- [Work instruction]: From the line with "of the corrugated" to the line with "of the chair", retype every line exactly, including those two, and leave out the rest of the data below.

- [Input for this task]:
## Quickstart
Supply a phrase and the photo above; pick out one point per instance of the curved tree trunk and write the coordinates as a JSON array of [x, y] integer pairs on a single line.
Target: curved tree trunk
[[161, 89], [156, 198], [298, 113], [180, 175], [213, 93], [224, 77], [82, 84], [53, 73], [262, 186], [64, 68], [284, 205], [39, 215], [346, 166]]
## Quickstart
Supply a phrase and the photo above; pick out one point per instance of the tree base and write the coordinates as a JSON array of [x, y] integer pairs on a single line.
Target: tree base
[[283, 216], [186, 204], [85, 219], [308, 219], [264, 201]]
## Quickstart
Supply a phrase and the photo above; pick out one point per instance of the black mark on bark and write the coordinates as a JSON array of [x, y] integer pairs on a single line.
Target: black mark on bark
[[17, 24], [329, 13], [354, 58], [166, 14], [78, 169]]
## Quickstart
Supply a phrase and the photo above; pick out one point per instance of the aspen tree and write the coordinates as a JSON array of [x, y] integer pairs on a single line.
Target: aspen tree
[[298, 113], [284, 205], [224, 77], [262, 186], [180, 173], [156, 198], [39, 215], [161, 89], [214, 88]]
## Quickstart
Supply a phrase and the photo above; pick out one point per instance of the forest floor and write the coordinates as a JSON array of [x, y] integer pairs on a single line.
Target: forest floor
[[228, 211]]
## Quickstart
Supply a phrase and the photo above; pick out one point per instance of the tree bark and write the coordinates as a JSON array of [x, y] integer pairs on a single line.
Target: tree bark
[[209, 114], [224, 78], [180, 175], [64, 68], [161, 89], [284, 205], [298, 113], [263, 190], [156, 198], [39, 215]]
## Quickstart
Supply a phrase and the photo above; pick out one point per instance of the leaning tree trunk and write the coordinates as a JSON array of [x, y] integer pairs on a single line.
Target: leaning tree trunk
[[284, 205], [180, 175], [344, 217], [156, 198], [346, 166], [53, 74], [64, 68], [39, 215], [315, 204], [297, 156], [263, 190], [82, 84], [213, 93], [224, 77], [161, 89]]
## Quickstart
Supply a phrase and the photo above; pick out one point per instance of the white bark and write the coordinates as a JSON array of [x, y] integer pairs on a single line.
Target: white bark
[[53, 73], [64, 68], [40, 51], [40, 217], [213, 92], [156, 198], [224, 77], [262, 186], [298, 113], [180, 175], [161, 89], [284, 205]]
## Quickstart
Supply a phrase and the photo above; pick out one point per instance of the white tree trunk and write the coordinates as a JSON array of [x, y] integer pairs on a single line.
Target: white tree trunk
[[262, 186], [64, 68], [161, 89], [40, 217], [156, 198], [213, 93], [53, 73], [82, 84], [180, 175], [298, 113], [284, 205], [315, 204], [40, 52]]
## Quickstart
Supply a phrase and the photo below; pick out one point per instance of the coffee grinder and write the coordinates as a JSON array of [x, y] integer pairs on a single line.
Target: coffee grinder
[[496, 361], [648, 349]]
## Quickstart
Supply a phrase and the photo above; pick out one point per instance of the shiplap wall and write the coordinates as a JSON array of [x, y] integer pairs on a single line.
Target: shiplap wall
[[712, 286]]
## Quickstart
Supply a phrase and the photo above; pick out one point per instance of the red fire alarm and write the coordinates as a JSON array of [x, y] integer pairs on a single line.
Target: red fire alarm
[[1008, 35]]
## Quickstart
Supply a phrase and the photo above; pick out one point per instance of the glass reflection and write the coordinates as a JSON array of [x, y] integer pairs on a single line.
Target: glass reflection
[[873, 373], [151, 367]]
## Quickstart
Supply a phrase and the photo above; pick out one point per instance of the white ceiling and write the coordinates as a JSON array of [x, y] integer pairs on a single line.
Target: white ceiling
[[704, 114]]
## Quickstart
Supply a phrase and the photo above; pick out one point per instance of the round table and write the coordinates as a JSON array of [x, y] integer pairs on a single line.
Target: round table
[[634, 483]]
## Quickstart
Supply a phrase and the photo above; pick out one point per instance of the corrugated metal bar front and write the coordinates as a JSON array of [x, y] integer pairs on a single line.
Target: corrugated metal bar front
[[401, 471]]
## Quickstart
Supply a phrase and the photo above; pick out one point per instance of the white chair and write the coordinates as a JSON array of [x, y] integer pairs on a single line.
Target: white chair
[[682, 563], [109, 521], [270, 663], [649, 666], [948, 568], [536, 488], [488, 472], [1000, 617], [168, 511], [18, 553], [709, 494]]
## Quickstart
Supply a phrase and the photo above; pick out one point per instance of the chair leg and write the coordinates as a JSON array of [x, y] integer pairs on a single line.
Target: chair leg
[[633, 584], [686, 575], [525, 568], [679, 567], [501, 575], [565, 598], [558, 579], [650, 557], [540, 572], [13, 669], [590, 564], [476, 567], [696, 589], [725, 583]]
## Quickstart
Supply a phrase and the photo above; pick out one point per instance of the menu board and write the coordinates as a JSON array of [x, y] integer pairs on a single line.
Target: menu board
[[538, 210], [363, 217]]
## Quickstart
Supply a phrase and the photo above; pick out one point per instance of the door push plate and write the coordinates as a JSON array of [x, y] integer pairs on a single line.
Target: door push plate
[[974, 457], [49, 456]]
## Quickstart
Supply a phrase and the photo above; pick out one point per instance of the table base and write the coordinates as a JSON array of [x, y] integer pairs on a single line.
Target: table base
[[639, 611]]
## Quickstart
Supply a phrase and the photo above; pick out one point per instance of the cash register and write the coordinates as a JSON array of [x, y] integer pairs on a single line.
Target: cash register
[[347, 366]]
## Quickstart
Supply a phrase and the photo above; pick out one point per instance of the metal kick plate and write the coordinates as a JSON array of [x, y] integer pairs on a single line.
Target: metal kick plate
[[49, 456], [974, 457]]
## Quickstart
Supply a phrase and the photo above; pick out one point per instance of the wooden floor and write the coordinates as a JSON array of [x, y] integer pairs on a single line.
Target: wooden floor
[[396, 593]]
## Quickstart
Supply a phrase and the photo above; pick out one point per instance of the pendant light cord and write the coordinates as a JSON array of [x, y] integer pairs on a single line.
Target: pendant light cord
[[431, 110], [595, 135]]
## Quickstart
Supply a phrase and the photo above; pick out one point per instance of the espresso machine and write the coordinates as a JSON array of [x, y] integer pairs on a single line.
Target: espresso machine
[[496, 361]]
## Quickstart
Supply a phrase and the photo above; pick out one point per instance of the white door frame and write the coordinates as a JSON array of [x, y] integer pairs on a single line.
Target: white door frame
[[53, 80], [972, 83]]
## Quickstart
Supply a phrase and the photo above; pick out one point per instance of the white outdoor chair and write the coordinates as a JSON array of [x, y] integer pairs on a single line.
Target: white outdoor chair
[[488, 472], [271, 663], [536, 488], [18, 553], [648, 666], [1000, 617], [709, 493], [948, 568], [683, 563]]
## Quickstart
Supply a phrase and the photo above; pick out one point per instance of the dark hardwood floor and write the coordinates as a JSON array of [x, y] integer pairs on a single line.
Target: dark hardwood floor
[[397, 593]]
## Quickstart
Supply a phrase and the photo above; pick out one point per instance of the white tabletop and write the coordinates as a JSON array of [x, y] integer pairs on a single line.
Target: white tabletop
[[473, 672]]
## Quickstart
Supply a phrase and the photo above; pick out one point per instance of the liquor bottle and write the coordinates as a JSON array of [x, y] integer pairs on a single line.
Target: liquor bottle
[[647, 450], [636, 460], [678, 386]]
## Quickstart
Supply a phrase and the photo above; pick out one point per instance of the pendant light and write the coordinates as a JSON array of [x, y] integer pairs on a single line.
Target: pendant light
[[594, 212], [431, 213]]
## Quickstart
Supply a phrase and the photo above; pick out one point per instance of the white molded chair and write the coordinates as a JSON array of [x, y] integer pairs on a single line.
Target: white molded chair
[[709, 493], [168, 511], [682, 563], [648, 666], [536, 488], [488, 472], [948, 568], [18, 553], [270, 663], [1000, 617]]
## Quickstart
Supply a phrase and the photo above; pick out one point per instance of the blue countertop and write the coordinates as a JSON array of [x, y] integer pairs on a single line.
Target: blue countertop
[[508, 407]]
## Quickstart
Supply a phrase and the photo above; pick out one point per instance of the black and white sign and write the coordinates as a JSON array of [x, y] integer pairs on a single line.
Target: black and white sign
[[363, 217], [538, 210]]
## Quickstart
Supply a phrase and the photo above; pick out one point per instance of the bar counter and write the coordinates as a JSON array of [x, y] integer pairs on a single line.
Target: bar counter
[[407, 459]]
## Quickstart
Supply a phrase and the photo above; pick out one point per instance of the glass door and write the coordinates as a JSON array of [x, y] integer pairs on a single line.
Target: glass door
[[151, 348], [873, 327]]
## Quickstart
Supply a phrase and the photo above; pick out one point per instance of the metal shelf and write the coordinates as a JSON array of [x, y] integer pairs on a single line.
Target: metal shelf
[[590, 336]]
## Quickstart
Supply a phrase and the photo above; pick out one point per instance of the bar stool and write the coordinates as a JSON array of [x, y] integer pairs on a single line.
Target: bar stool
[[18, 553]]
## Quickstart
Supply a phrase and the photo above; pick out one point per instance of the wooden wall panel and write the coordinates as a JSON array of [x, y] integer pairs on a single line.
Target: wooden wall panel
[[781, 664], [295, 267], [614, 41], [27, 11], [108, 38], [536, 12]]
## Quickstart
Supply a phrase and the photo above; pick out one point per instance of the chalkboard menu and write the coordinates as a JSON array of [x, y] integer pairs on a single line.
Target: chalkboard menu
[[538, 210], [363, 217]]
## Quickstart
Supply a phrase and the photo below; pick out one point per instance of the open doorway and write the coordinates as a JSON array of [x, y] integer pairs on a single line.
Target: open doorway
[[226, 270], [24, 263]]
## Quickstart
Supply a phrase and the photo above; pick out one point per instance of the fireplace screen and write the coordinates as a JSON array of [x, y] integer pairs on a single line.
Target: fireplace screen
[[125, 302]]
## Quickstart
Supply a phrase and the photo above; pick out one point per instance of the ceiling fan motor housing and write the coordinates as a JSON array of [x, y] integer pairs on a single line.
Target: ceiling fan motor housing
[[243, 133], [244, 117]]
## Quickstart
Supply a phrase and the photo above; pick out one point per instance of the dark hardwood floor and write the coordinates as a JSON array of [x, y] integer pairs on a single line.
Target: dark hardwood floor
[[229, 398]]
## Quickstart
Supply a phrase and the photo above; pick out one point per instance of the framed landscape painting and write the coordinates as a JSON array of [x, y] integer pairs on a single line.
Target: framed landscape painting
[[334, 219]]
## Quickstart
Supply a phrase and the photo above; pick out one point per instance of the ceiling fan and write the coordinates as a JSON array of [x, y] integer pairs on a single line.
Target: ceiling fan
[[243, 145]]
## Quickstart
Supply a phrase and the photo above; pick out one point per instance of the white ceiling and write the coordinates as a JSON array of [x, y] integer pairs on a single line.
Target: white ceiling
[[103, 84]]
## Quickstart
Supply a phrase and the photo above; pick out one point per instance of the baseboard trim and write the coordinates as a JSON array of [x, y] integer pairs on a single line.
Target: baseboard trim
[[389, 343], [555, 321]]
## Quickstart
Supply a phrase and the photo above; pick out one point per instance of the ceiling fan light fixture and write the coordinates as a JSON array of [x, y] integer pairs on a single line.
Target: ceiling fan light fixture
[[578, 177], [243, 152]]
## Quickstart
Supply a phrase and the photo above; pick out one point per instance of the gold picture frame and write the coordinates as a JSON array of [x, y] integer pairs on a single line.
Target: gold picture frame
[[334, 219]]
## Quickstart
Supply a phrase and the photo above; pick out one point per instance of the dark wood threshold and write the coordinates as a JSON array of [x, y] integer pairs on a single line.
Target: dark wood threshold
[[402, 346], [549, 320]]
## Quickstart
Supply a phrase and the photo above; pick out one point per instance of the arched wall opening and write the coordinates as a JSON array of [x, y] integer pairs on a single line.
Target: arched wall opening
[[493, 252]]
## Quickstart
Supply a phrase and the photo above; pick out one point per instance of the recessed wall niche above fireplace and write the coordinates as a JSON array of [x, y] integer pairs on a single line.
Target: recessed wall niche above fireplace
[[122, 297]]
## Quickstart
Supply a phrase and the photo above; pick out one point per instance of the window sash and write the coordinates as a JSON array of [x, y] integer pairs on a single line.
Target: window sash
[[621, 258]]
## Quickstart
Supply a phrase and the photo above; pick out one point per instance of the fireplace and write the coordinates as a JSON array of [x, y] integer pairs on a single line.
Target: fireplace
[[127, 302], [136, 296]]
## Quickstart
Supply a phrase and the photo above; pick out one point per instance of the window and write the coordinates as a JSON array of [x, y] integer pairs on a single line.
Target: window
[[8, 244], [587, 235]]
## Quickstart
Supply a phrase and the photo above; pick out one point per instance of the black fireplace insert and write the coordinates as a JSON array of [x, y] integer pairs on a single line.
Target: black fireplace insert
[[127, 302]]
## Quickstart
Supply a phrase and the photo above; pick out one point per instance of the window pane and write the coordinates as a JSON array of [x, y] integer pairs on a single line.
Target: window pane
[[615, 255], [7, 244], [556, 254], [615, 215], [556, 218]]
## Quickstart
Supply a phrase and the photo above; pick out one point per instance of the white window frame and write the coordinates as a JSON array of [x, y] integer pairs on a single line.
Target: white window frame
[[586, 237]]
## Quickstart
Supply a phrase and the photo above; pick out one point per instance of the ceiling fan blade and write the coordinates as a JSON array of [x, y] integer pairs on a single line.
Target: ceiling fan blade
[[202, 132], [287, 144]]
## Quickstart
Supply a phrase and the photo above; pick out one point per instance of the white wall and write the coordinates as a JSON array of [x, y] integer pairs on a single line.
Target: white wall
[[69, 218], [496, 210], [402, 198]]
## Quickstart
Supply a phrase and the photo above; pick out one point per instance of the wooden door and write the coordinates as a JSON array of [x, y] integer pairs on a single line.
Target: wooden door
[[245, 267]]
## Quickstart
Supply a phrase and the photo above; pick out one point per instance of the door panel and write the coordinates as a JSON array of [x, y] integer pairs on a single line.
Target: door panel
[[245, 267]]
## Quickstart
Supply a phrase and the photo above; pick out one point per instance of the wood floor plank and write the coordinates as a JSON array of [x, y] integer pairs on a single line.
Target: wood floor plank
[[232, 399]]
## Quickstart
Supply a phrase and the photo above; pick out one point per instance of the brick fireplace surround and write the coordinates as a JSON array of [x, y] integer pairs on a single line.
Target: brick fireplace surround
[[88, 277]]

- [Answer area]:
Supply a phrase and the photo above; pick out one point per instance of the corrugated metal bar front and write the coordinates as a JSON array of [x, y] integer pairs on a single line.
Target: corrugated metal bar front
[[401, 471]]
## Quickstart
Supply a phrase and the photo above; pick out one point per instance of the white chair and write the coordinates as a JSON array of [x, y] integer pairs on a single line.
Target: white chair
[[682, 563], [109, 521], [270, 663], [649, 666], [948, 568], [536, 488], [488, 472], [1000, 617], [168, 511], [18, 553], [709, 494]]
## Quickstart
Supply a phrase and the photo above; pick out one point per instance of the chair leg and write the coordinates as a JSON array of [x, y] integer pairs on a single line.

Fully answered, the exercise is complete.